# Start of AVAILABLE DATA

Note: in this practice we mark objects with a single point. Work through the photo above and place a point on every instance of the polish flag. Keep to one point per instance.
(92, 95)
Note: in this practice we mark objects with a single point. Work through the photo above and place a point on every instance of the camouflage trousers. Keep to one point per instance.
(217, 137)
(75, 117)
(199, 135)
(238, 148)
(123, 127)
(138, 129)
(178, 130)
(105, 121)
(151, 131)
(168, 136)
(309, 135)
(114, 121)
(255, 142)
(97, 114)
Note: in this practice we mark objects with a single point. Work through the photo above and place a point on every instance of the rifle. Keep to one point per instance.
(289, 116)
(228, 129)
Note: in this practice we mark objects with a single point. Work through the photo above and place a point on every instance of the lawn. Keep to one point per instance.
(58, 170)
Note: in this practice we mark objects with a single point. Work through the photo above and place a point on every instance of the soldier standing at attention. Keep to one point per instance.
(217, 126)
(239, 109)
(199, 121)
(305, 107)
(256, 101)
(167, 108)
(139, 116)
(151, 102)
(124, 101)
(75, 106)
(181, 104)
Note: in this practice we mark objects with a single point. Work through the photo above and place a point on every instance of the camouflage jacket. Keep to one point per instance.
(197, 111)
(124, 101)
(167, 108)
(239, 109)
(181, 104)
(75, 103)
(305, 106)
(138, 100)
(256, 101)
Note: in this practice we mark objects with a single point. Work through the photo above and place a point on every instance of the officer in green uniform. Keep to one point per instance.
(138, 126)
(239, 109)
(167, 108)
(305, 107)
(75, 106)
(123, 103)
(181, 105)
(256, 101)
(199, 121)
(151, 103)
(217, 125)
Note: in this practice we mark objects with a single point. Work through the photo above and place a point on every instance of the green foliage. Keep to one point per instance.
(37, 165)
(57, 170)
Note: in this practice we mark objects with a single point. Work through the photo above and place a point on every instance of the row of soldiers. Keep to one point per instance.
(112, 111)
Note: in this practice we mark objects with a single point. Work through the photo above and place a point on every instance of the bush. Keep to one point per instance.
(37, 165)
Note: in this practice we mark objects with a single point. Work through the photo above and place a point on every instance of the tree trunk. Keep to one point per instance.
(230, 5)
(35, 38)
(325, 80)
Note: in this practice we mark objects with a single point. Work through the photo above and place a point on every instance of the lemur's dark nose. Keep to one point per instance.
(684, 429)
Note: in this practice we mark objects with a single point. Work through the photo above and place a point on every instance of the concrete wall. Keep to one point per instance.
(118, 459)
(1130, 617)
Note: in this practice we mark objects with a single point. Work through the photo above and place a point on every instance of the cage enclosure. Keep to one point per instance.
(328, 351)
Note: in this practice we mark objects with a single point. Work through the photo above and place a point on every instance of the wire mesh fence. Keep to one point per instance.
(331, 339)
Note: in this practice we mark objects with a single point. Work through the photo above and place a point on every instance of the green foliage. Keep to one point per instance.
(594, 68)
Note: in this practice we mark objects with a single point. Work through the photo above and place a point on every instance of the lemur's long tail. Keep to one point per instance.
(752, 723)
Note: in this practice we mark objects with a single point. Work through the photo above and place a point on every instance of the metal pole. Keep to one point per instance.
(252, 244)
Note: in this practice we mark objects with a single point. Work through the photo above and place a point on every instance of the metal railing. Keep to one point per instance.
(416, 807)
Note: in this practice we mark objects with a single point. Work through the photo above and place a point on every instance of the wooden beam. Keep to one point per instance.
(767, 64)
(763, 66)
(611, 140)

# End of AVAILABLE DATA

*THE TASK*:
Output each record precisely as given.

*PROBLEM SOLUTION*:
Note: in this practice we mark objects with a single point. Work through the photo above and place a point on every instance of the polish flag. Keep to one point per instance.
(92, 95)
Note: in this practice we mark objects with a single point. Work through the photo above and place a point on every instance of the camouflage trousers. Keep to one point per instance.
(217, 137)
(75, 117)
(199, 135)
(238, 148)
(123, 127)
(138, 129)
(178, 130)
(105, 121)
(151, 131)
(168, 136)
(309, 135)
(114, 121)
(255, 142)
(97, 114)
Note: in this practice we mark objects with a single point. Work through the photo above and place a point on every instance of the rifle. Keep to one point per instance.
(289, 116)
(228, 129)
Note: in this practice we mark objects with a single point. Work through the photo above and place a point on every instance of the lawn. Keep to one point per instance.
(58, 170)
Note: in this practice we mark objects with a single point. Work through the photo above and place a point on every instance of the soldier standing at attention. Keep to one point per instance.
(217, 126)
(239, 109)
(199, 121)
(305, 107)
(256, 101)
(167, 108)
(139, 116)
(151, 102)
(124, 101)
(75, 106)
(181, 104)
Note: in this practice we mark objects with a single point. Work through the photo above and place a point on every instance of the camouflage jacket. Keep to one point per instance.
(197, 111)
(124, 101)
(167, 108)
(239, 109)
(181, 104)
(75, 103)
(305, 106)
(138, 100)
(256, 101)
Note: in this practice we mark objects with a single point. Work through the photo above and place a point on every instance of the officer in green uniform. Keep to one point per instance.
(138, 126)
(239, 109)
(167, 108)
(305, 107)
(75, 106)
(123, 103)
(181, 105)
(256, 101)
(199, 121)
(151, 103)
(217, 125)
Note: in this practice we mark objects with a single point. Work through the photo above and place a point on every instance of the green foliage. Keep to one point per instance.
(37, 165)
(57, 170)
Note: in this practice we mark objects with a single point. Work through the photo above and place a point on every instance of the row of soldiers. Keep to one point per instance.
(112, 111)
Note: in this practice we mark objects with a single point. Work through the photo above and place a point on every instance of the bush. Keep to one point per instance.
(37, 165)
Note: in this practice we mark objects with a single point. Work through the photo above and place a point on every instance of the tree trunk. Keep to one point per instance.
(230, 5)
(35, 38)
(325, 80)
Note: in this practice we mark objects with a single point. Work through the photo above and place a point on every instance of the lemur's dark nose. Keep to one point per instance.
(684, 429)
Note: in this practice we mark objects with a single point. Work through the photo above and place a point on every instance of the concrete wall. Keep to one point per instance.
(118, 459)
(1130, 617)
Note: in this practice we mark objects with a single point. Work through the photo above and place a point on every instance of the cage enclosure. Keep to one point per instance.
(328, 351)
Note: in this practice we mark objects with a single point. Work through the photo above and place a point on every instance of the wire mesh fence. Keep to one point per instance.
(331, 339)
Note: in this practice we mark objects with a single point. Work through the photo above and place a point on every instance of the green foliage. Keep to one point per instance.
(594, 68)
Note: in this practice we mark objects with a single point. Work through the photo above and place a point on every instance of the lemur's long tail. Keep to one point per instance.
(752, 723)
Note: in this practice we mark objects with a single point. Work through the photo above and place a point on every instance of the metal pole. Keep to one point per instance.
(252, 244)
Note: in this practice we mark objects with a single point. Work through the photo above and place a point on every instance of the metal railing. Keep to one point per instance.
(416, 807)
Note: in this practice we mark objects with a single point. Work through the photo above and place a point on every instance of the wooden beam. Keep to one point per instance.
(767, 64)
(763, 66)
(611, 140)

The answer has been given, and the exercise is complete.